Introduction

Welcome to the hands on materials for Data Science in Practice.

This notebook will guide through getting the tools you will need for working with these tutorials and assignments.

Alerts

Throughout these tutorials, you will see colored ‘alert’ text:

Green alerts provide key information and definitions.
Blue alerts provide links out to further resources.

What do you need for these tutorials?

Software

  • Working install of Python (>= 3.6), with the anaconda distribution

    • If you are in the official class, datahub satisfies this requirement

  • Jupyter Notebooks

  • git and a GitHub account

Prerequisites

These tutorials presume that you do already have some basic knowledge of programming.

In particular, it assumes knowledge of the Python programming language and standard library.

If you are somewhat unfamiliar with Python, you can follow the links in the Python notebook to catch up.

Computational Resources

The examples throughout these tutorials, and in the assignments are not computationally heavy.

You should be able to run all these materials on any computer you have access to, assuming it will run the aforementioned tools.

Installing Python

  • If you are running code locally, we recommend you install a new version of Python with Anaconda, as described below

    • If you are in the official course, you can use datahub for everything you need

  • If you are on Mac, you have a native installation of python. This native installation of Python may be older, will not include the extra packages that you will need for this class, and is best left untouched.

    • Downloading Anaconda will install a separate, independent install of Python, leaving your native install untouched.

  • Windows does not require Python natively and so it is not typically pre-installed.

Tools

The following are a series of tools that you will need for this class





Anaconda is an open-source distribution of Python, designed for scientific computing, data science and machine learning.

What to do
From the Data Science in Practice introduction above, copy out word for word the part that begins with the words containing "In particular, it" and ends with "the aforementioned tools.".

Information supplied
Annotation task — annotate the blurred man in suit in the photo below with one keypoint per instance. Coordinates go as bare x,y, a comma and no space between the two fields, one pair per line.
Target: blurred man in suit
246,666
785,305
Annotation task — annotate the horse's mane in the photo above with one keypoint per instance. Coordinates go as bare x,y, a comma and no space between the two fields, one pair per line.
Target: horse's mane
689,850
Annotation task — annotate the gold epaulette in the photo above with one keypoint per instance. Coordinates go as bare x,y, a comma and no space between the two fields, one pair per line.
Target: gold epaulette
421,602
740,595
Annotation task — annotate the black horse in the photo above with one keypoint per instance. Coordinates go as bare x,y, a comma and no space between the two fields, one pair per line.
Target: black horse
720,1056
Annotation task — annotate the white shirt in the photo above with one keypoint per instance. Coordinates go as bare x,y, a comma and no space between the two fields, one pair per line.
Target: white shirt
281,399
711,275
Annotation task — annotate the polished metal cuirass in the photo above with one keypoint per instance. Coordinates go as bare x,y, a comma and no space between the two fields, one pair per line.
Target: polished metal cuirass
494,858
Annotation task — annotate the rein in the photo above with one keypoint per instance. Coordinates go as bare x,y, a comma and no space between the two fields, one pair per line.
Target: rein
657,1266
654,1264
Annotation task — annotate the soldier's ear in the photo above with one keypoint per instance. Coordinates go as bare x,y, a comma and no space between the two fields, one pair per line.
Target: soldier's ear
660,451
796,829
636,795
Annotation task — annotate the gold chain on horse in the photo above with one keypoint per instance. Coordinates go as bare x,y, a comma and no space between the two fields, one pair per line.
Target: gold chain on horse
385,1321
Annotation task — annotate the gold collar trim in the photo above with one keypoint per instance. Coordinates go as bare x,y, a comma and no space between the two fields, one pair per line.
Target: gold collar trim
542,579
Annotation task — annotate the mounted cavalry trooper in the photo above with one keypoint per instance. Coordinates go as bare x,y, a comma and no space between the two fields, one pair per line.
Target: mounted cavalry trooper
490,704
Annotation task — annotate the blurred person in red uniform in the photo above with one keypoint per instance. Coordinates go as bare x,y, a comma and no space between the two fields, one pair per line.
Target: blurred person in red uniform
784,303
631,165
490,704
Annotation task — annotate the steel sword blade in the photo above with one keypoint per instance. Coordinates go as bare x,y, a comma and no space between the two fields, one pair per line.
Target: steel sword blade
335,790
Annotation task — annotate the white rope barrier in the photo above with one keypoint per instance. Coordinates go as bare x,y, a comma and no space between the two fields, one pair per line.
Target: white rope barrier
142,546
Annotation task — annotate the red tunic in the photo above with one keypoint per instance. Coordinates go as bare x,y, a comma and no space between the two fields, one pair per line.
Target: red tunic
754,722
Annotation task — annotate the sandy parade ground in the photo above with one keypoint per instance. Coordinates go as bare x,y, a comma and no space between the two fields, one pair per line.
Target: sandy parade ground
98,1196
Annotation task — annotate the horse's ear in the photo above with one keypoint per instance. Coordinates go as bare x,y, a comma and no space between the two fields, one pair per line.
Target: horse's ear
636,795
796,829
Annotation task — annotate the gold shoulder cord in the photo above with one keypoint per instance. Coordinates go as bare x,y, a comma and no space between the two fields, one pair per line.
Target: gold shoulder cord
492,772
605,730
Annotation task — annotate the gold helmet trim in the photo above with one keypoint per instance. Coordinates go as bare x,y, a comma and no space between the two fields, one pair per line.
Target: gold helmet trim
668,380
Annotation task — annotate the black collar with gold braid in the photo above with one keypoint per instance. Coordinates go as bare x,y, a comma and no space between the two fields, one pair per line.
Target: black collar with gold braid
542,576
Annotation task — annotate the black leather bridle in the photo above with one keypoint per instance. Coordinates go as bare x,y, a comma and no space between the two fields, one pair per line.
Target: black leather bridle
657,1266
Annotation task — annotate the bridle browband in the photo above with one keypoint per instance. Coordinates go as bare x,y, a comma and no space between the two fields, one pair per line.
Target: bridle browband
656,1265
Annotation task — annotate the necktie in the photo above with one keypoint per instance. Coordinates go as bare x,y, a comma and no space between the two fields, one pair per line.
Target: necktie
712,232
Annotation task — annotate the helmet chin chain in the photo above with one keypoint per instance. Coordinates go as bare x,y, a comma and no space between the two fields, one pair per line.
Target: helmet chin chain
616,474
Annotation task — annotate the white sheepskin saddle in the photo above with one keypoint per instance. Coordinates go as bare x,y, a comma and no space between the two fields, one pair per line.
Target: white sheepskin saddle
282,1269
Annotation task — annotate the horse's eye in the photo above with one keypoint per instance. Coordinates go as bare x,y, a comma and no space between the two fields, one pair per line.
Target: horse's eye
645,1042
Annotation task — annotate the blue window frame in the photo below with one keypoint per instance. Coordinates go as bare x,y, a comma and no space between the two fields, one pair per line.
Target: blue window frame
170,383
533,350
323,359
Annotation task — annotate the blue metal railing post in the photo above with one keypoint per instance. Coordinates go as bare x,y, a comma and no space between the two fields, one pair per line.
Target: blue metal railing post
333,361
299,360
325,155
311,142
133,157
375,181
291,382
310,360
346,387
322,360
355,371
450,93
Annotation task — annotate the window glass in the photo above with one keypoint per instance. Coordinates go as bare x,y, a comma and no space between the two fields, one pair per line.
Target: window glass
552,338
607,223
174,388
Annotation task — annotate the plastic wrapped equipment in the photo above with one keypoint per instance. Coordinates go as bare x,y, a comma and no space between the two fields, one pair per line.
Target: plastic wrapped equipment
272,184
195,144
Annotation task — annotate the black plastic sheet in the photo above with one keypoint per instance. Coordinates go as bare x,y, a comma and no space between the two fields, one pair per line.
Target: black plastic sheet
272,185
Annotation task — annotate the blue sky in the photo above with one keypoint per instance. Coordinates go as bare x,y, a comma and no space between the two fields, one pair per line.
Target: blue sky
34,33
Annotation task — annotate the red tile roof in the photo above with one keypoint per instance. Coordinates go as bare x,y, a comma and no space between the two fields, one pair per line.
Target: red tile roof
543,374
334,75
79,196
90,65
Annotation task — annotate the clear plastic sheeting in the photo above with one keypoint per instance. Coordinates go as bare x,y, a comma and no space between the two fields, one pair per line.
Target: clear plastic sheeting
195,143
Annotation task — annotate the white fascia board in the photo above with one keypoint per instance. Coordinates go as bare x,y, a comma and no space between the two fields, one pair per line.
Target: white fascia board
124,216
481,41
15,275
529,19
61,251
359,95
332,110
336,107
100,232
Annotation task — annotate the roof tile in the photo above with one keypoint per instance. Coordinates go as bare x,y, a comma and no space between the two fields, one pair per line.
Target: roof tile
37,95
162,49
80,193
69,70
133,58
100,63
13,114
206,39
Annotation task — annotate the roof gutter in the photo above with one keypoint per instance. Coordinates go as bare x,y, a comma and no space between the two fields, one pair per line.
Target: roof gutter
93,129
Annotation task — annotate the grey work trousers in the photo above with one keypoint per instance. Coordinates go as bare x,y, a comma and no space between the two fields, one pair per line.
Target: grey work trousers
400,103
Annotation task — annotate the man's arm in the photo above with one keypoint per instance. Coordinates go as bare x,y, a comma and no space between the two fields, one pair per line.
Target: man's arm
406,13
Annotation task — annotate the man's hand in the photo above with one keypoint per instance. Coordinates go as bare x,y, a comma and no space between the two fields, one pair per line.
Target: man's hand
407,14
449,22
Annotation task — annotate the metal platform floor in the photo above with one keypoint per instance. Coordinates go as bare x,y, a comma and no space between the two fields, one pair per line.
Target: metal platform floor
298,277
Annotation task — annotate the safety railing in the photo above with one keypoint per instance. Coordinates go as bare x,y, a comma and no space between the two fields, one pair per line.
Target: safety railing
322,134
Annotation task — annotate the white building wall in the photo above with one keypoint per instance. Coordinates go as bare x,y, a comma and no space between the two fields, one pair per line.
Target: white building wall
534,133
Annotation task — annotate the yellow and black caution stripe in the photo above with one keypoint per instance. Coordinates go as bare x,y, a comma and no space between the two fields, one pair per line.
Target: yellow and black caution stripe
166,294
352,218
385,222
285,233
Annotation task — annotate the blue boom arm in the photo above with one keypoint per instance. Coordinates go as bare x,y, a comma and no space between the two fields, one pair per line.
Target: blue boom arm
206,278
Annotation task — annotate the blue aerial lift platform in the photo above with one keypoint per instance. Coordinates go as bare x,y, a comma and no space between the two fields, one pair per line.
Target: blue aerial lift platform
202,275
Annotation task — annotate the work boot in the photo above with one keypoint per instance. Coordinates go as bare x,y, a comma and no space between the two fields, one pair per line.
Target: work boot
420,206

Output of the exercise
In particular, it assumes knowledge of the Python programming language and standard library.

If you are somewhat unfamiliar with Python, you can follow the links in the Python notebook to catch up.

Computational Resources

The examples throughout these tutorials, and in the assignments are not computationally heavy.

You should be able to run all these materials on any computer you have access to, assuming it will run the aforementioned tools.